**WRITTEN TASKS**
1. In the Gone Girl review, rewrite the part that opens with the words containing "On the day of" and closes with "apparently idyllic marriage.", putting "tavern owner" in place of "bar owner".
2. According to the Gone Girl review, who gives Nick lessons in PR?
3. Pick up the Gone Girl review where it stops and carry it further.

On the day of his fifth wedding anniversary, bar owner Nick Dunne (Ben Affleck) finds his Missouri home theatrically violated; the front door open; a glass table overturned and smashed; his wife, Amy (Rosamund Pike), unaccountably missing. Arriving at the scene, detective Rhonda Boney (Kim Dickens, with a touch of Fargo ’s Marge Gunderson) senses that all is not as it seems. Evidence of financial troubles and domestic disputes turns the finger of suspicion toward Nick, whose uncertain displays of grief are deemed insufficient in an age of social media and rolling news. Within days, the realignment of Nick’s “smiling sociopath” public image becomes more pressing than the search for his gone girl wife, whose own voice is heard through the pages of an incriminating diary, which reveals an alternative reading of their apparently idyllic marriage.
Part putative murder mystery, part cynically sexy social satire, Gone Girl opens with Nick wondering: “What are you thinking? How are you feeling? What have we done to each other?”, and then spends most of its lengthy running time gleefully refusing to answer any of those questions. Just as The Game found Sean Penn setting elaborate role-playing traps for Michael Douglas, so the main characters here all adopt and discard projected personae, their true selves hidden beneath layers of unravelling deceit. Everything is a performance, everyone pretending to be something they are not, editing and rewriting themselves for the public – and for one another.
Tellingly, Amy is already a quasi-fictional character, immortalised (and perversely idealised) in her mother’s bestselling Amazing Amy children’s books, a fairytale alter ego that still stalks its host in adulthood. Amy’s diaries tell another story, in which our (un?)reliable narrator is increasingly terrorised by Nick, whom she no longer recognises as the man she married. Meanwhile, Nick takes PR lessons from attorney Tanner Bolt (Tyler Perry), the “patron saint of wife killers” who understands the fine art of faking sincerity for the media. With its unhappily “shared” photos and incriminatory TV smiles, Gone Girl could be interpreted as a wryly morbid companion piece to The Social Network – a homicide investigation (without a body) played out in an arena in which technology has blurred the divide between the public and the private.

**MATERIAL**
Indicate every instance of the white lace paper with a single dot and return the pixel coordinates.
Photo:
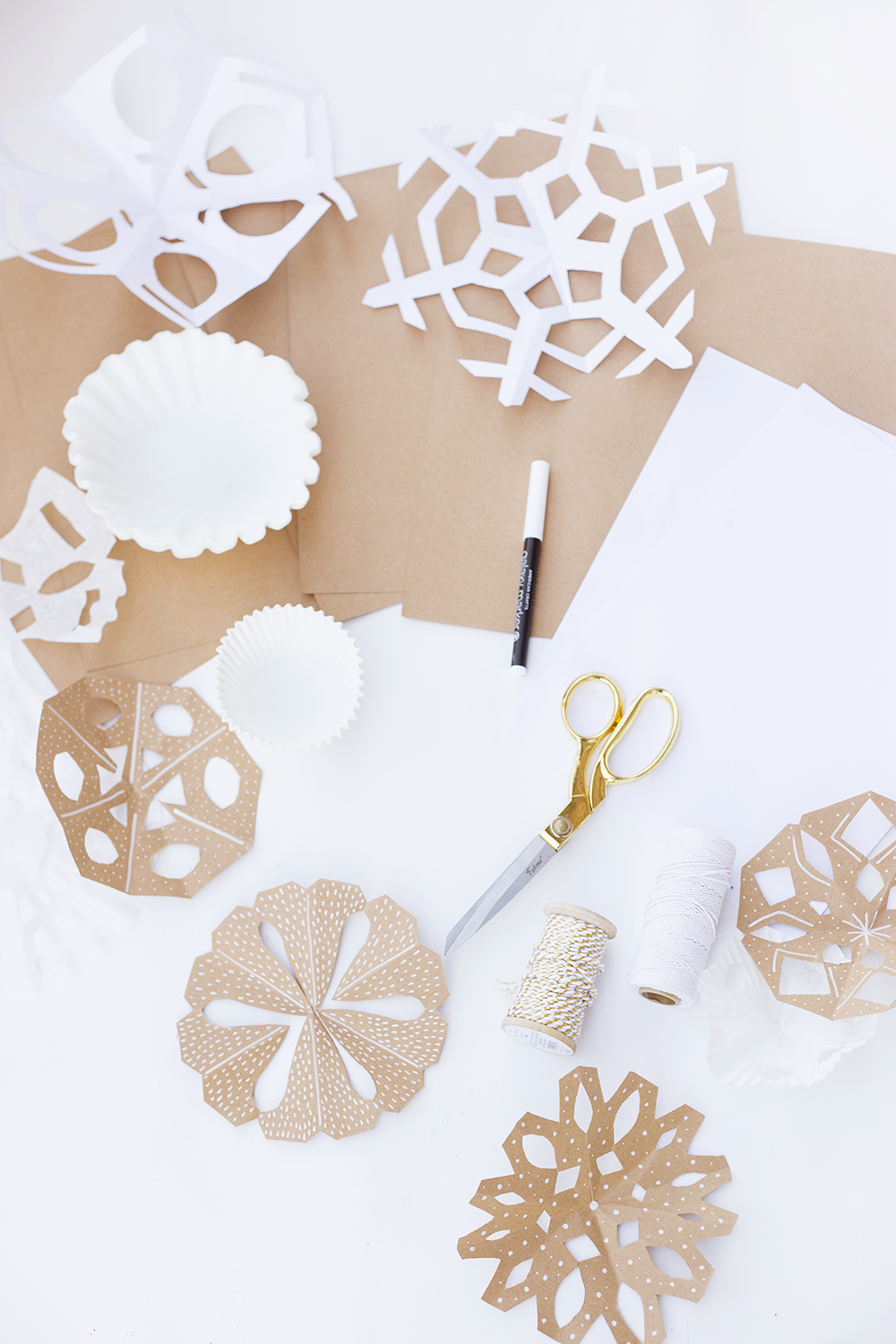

**WRITTEN RESPONSES**
1.
On the day of his fifth wedding anniversary, tavern owner Nick Dunne (Ben Affleck) finds his Missouri home theatrically violated; the front door open; a glass table overturned and smashed; his wife, Amy (Rosamund Pike), unaccountably missing. Arriving at the scene, detective Rhonda Boney (Kim Dickens, with a touch of Fargo ’s Marge Gunderson) senses that all is not as it seems. Evidence of financial troubles and domestic disputes turns the finger of suspicion toward Nick, whose uncertain displays of grief are deemed insufficient in an age of social media and rolling news. Within days, the realignment of Nick’s “smiling sociopath” public image becomes more pressing than the search for his gone girl wife, whose own voice is heard through the pages of an incriminating diary, which reveals an alternative reading of their apparently idyllic marriage.

2. Attorney Tanner Bolt, played by Tyler Perry.

3.
As Nick and Amy, Affleck and Pike are very smartly cast, their differing styles and stances perfectly complementing the jagged mismatch of their marriage. While Affleck laces his likable Joe shtick with a sly sense of concealment, Pike grapples with the more complex task of presenting a woman who exists in absentia – a prism-like refraction of the lives of others. There’s something of Deborah Kara Unger’s glacial aloofness in David Cronenberg’s Crash about Pike’s electrifying performance, a sense of hollowness that ensures she remains truly “gone” even when centre stage. She also gets the movie’s best lines: “We’re so cute I want to punch us in the face,” she tells Nick in one typically dry “romantic” moment; later, she recounts a withering catalogue of soul-destroying wifely duties including drinking beer while “watching Adam Sandler movies”. No wonder she goes Valentine’s Day shopping for a gun.
Although Hitchcock and Henri-Georges Clouzot have been cited as stylistic predecessors, the real eminence grise lurking in the background here is Paul Verhoeven, or, perhaps more accurately, writer Joe Eszterhas, uber-fiend of the 80s/90s erotic thriller genre. The opening movement of Gone Girl , with its sympathetic fall guy apparently framed for a horrendous crime that he may have actually committed, is a set-up that Eszterhas reworked time and time again, often to repetitive ends. Meanwhile, the third act is pure Basic Instinct , its she devil philosophy and orgasmic splashes of blood eerily replicating the cool frenzy of Verhoeven’s Euro-influenced Americana. More so than Adrian Lyne’s Fatal Attraction (to which Fincher has acknowledged a distant debt), Gone Girl is umbilically tied to Eszterhas and Verhoeven’s disreputable blockbuster – although some may balk at such a tawdry comparison.
Shooting in handsome 6K digital widescreen, cinematographer Jeff Cronenweth keeps the visual tone cool and detached even as events heat up, eschewing the tics and flashes of yore. This is a picture-perfect world, presented with the untouched clarity of a crime scene, fine-tuned and framed by Fincher, whose obsessive attention to detail mirrors that of his titular muse. At 149 minutes, the film never drags nor does its mood settle, slipping from classy narcissistic humour to exploitation-inflected thrills in an instant; mercurial, mystifying – and tantalisingly missing.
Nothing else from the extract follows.